Excerpts from a dataset
┌──

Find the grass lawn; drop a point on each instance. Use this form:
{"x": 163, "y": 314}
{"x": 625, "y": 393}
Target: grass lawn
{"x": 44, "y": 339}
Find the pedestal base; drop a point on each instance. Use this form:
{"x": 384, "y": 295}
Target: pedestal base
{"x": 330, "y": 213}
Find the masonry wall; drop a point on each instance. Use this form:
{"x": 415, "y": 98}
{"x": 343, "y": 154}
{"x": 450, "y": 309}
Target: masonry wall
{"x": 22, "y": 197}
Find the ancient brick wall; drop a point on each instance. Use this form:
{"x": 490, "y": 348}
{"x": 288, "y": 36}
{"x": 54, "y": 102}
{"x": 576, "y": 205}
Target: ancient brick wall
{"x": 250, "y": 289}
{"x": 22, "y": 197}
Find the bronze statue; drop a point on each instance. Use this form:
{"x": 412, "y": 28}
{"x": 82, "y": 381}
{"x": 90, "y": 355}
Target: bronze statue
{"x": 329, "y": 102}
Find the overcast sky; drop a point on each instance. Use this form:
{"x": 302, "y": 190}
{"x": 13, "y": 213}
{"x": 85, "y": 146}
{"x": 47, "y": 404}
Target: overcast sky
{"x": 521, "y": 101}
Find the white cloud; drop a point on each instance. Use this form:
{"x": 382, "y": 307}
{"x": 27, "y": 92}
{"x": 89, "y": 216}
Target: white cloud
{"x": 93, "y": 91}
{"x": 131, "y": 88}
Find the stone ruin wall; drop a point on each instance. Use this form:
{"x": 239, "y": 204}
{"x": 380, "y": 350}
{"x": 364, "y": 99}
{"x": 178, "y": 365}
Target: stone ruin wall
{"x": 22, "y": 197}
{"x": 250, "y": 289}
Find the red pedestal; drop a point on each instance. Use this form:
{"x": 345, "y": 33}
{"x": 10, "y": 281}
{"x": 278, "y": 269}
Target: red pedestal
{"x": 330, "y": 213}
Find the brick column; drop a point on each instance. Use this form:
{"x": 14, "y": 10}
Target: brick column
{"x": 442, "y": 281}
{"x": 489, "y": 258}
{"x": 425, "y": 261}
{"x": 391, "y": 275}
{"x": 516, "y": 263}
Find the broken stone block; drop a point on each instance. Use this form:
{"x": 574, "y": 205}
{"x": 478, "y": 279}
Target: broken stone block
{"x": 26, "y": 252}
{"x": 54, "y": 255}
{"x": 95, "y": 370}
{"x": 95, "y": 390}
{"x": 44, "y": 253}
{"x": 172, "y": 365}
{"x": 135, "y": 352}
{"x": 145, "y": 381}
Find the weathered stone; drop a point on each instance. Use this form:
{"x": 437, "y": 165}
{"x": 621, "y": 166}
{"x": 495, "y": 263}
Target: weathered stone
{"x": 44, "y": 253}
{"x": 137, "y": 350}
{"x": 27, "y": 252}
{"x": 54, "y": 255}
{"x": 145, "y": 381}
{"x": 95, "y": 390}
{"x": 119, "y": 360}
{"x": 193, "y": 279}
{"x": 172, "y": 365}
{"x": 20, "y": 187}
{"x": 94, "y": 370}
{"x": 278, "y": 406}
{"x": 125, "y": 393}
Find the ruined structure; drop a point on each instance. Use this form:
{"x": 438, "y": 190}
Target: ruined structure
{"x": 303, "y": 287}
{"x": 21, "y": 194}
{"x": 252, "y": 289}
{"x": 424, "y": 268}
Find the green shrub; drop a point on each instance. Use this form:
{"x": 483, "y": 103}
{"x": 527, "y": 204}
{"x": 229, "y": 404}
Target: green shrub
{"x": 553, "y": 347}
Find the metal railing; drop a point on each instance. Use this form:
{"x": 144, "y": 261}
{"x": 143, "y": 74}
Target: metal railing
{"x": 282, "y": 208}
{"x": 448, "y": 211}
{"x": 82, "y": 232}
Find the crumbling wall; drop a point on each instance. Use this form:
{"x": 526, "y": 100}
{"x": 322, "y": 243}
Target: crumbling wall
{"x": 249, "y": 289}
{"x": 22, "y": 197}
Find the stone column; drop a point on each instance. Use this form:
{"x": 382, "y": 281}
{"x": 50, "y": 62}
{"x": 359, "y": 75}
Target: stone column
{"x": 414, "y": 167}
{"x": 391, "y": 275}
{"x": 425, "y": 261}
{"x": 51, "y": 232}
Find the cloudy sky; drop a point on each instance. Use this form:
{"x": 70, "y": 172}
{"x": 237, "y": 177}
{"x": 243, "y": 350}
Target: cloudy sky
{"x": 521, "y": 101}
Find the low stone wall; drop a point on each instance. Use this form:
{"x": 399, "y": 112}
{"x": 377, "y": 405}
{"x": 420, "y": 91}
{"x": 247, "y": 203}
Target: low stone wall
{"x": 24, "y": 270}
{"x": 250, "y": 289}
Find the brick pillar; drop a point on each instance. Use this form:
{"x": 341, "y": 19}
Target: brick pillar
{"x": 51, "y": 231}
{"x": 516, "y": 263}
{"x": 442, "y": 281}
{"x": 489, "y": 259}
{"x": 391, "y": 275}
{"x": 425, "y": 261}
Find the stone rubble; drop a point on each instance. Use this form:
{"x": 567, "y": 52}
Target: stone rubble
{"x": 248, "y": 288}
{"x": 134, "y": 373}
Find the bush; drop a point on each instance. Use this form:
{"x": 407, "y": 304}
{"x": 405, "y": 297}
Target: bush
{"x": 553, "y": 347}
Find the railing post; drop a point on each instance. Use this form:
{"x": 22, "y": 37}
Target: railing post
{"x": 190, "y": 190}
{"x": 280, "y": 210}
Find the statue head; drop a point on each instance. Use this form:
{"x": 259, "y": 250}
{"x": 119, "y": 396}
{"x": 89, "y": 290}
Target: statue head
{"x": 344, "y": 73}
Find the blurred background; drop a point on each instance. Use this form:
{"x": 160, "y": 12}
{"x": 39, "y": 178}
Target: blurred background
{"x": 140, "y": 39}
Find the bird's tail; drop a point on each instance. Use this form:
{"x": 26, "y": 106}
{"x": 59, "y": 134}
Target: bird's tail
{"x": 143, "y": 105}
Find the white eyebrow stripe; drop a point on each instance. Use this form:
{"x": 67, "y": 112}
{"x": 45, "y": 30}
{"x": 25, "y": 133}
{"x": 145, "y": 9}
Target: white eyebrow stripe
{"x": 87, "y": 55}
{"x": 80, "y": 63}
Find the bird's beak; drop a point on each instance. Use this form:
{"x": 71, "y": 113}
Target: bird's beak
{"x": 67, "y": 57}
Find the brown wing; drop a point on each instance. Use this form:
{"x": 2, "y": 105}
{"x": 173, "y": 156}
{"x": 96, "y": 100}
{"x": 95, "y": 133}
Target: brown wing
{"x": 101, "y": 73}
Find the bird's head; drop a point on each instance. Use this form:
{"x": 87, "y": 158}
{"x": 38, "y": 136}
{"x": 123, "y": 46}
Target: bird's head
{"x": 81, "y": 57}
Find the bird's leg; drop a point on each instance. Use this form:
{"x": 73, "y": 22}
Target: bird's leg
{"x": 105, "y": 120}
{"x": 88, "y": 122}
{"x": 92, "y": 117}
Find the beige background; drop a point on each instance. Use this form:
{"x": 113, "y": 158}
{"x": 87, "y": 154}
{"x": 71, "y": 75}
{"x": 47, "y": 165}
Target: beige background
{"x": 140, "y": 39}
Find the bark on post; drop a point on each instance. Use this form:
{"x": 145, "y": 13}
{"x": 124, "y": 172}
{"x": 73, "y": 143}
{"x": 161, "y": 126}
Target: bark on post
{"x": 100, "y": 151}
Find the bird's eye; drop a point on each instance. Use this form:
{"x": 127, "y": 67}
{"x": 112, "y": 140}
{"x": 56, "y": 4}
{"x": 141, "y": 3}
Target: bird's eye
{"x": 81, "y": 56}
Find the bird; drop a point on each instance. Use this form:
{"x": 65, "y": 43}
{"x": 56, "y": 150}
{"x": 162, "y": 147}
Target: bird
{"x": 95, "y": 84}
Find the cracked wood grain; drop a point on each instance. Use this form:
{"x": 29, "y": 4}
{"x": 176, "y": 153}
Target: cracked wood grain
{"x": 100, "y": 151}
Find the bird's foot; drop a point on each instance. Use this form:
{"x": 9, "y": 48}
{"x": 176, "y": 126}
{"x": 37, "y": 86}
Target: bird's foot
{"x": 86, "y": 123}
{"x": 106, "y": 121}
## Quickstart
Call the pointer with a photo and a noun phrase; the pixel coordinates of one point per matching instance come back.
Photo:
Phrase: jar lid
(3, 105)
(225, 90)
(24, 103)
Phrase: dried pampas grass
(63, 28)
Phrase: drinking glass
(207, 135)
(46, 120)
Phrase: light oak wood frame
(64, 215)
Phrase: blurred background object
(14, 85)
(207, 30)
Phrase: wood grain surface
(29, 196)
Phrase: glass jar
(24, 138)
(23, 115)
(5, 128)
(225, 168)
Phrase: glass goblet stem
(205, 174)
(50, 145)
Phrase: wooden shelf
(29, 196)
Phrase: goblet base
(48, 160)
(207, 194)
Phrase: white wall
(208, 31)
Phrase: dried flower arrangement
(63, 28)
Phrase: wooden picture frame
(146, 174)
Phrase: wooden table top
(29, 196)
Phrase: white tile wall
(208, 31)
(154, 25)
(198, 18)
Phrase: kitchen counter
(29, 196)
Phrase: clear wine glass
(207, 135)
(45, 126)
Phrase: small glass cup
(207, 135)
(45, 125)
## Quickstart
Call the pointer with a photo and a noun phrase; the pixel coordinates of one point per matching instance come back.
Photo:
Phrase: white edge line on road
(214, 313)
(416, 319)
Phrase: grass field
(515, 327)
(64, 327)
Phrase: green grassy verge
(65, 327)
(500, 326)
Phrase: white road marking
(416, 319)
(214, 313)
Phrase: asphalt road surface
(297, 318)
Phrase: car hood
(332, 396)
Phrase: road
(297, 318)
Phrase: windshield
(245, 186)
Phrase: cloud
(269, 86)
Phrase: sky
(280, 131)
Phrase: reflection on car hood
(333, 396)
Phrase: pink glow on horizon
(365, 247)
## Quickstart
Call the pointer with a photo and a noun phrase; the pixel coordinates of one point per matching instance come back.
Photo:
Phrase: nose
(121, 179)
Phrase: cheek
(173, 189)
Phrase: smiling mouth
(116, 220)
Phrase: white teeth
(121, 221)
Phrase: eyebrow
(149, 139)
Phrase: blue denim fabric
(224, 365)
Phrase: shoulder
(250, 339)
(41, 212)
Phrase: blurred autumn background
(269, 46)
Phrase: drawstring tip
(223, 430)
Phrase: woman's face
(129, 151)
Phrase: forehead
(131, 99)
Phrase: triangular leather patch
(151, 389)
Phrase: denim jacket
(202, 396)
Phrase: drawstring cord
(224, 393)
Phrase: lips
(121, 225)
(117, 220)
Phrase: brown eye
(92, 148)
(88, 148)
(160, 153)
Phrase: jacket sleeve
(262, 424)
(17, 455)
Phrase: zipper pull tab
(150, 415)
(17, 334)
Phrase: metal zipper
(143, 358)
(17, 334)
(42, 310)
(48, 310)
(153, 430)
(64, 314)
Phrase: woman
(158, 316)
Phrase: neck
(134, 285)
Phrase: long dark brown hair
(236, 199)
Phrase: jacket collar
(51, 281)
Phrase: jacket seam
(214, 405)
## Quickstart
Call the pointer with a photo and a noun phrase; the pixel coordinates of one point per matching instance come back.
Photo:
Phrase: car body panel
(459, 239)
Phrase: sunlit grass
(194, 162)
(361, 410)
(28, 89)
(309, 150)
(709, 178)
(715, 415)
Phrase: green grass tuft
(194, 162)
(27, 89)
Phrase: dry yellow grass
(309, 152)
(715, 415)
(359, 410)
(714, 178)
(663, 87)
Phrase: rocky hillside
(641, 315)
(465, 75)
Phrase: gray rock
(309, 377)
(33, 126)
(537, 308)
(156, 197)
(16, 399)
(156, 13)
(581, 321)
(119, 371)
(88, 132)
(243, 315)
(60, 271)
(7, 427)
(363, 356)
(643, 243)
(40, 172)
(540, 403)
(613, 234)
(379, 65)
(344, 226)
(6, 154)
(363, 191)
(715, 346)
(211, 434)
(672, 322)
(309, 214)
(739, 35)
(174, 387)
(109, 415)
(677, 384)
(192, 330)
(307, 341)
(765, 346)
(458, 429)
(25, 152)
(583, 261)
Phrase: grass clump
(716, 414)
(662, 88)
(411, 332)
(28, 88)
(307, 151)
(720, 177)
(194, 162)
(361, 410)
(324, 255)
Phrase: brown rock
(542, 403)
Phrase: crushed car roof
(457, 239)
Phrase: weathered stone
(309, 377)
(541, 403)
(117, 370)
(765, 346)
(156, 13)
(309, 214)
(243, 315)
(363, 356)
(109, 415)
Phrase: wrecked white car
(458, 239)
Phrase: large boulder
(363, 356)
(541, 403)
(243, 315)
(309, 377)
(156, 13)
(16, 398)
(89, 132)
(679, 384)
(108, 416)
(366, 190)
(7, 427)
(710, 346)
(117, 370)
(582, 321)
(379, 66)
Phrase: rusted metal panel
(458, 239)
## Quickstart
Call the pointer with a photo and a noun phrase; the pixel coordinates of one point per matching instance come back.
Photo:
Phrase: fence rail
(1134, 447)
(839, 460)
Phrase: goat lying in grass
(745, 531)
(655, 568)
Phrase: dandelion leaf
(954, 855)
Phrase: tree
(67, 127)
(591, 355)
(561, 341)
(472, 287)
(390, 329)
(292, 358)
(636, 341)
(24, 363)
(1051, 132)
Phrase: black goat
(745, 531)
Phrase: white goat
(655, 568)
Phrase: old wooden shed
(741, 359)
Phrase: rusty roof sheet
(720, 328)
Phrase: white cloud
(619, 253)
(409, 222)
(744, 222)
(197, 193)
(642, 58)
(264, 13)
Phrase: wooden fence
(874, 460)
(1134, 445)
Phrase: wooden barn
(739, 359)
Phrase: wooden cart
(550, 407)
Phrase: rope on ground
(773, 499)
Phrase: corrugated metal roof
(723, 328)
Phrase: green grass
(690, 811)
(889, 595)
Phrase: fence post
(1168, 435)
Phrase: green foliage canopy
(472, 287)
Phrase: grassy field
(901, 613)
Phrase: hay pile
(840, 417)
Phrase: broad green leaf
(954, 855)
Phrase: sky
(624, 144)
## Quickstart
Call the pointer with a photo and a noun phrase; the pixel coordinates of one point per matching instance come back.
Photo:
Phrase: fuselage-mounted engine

└──

_Your assignment_
Copy the entries word for word. Start at the first line and end with the line containing "Find the masonry".

_Task answer_
Find the grass lawn; drop a point on each instance. Use this form:
{"x": 163, "y": 314}
{"x": 625, "y": 393}
Target: grass lawn
{"x": 44, "y": 339}
Find the pedestal base; drop a point on each instance. Use this form:
{"x": 384, "y": 295}
Target: pedestal base
{"x": 330, "y": 213}
Find the masonry wall; drop a point on each instance. Use this form:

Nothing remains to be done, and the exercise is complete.